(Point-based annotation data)
======

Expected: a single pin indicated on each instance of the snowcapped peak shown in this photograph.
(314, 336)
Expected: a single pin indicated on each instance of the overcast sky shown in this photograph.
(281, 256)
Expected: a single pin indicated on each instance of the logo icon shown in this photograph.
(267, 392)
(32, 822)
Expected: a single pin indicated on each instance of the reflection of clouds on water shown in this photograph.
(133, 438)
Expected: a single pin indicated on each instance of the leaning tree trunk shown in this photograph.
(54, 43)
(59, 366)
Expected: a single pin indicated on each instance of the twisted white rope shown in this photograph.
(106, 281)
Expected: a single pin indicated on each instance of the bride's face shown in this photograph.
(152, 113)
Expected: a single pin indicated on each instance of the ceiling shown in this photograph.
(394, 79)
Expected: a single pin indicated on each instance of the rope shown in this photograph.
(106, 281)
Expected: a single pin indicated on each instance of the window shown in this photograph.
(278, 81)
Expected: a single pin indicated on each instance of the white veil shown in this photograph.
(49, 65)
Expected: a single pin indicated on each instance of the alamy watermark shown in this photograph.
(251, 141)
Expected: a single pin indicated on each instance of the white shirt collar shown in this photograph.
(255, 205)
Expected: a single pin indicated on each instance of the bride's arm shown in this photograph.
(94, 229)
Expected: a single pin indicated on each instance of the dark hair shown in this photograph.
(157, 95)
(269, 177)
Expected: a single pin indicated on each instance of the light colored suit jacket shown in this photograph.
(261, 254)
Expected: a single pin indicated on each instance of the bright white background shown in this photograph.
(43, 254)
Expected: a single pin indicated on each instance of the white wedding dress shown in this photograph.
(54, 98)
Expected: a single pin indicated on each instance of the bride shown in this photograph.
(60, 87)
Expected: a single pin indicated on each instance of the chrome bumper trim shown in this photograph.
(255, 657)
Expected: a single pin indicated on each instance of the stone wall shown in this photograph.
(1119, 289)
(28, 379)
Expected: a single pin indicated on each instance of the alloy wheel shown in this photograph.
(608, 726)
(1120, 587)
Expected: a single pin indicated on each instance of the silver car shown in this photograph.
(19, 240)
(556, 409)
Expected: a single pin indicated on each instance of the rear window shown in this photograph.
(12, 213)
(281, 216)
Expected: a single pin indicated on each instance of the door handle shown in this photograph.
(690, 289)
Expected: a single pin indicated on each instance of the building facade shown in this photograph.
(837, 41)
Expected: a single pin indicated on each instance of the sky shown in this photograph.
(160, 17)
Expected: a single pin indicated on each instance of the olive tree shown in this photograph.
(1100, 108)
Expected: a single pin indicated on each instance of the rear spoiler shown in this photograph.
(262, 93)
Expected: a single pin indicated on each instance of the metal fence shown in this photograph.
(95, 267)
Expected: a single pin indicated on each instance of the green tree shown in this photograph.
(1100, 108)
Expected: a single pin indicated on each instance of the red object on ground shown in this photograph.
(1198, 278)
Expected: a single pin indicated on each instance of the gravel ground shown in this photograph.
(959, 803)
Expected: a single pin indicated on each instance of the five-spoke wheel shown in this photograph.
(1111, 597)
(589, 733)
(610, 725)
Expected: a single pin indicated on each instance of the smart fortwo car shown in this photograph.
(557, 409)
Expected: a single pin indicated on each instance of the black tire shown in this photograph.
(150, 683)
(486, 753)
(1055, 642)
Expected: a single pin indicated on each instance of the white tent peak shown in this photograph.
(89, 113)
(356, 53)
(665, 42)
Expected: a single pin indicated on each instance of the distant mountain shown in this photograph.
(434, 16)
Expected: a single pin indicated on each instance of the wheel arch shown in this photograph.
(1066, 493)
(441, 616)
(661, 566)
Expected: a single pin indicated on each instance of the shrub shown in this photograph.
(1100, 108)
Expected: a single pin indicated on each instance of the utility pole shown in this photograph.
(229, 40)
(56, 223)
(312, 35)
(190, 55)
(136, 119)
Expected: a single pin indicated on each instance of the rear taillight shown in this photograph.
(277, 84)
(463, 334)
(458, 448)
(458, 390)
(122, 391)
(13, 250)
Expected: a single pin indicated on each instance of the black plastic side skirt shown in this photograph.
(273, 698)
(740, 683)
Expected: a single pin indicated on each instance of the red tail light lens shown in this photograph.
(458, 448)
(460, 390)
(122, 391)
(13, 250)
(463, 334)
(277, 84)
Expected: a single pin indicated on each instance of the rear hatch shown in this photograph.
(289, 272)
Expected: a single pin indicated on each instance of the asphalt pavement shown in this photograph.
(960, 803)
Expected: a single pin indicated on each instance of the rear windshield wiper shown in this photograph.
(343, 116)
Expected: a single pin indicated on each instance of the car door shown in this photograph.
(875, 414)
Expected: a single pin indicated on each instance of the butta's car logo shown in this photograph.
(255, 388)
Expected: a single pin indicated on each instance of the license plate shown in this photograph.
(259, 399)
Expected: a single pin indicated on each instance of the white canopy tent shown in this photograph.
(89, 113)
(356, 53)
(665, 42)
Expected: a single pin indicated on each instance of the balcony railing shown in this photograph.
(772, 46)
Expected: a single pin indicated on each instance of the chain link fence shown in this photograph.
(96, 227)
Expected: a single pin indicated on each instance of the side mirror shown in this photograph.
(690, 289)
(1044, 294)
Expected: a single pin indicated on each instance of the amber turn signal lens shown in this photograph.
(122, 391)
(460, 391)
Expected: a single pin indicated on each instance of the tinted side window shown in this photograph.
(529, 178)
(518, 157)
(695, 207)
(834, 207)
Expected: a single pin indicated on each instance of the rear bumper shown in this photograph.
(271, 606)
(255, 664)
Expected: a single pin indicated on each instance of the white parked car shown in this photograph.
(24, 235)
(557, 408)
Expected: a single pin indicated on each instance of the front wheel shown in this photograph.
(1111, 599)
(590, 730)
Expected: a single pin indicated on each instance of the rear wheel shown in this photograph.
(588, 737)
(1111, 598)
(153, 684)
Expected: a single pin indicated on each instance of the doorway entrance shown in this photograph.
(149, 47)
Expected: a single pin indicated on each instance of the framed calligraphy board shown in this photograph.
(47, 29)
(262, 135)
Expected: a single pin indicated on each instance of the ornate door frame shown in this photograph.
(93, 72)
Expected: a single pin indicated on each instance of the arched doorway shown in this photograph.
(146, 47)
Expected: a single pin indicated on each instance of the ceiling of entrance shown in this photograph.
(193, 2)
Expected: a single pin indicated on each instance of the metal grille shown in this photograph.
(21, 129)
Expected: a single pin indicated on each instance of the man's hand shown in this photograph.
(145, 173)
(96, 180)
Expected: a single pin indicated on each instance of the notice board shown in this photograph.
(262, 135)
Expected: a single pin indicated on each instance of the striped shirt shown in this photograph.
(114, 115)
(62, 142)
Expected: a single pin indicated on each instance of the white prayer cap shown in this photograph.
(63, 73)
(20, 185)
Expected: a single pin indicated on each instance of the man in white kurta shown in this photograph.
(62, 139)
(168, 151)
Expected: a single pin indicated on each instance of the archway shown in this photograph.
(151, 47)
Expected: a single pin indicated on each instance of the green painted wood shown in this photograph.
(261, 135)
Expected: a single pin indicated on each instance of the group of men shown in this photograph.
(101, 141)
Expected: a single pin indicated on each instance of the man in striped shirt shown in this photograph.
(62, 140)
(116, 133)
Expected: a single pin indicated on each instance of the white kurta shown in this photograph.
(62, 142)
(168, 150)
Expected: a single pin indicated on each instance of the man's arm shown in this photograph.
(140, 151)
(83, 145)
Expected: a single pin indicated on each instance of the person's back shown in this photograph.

======

▸ Task instructions: Rewrite only the lines from the one containing "ceiling shown in this photograph." through the one containing "(1120, 587)", substituting "one point" for "a single pin" throughout and leaving every other part of those lines unchanged.

▸ Task output:
Expected: one point indicated on each instance of the ceiling shown in this photograph.
(394, 79)
Expected: one point indicated on each instance of the rope shown in this photograph.
(106, 281)
Expected: one point indicated on each instance of the window shown in this photograph.
(278, 81)
Expected: one point indicated on each instance of the white veil shown in this photograph.
(49, 65)
Expected: one point indicated on each instance of the alamy watermark shown in this photograph.
(251, 141)
Expected: one point indicated on each instance of the white shirt collar shown in this photograph.
(255, 205)
Expected: one point indicated on each instance of the bride's arm shown in this photograph.
(94, 229)
Expected: one point indicated on each instance of the dark hair shown in this photograph.
(157, 95)
(269, 177)
Expected: one point indicated on each instance of the light colored suit jacket shown in this photograph.
(261, 254)
Expected: one point indicated on each instance of the bright white background shown in this photograph.
(43, 254)
Expected: one point indicated on each instance of the white wedding dress shown in this photograph.
(54, 98)
Expected: one point indicated on each instance of the bride shown in this photograph.
(60, 87)
Expected: one point indicated on each instance of the chrome bumper trim shown in this photograph.
(255, 657)
Expected: one point indicated on each instance of the stone wall shown in this photograph.
(1119, 289)
(28, 379)
Expected: one point indicated on each instance of the alloy wheel shown in this photograph.
(608, 726)
(1120, 587)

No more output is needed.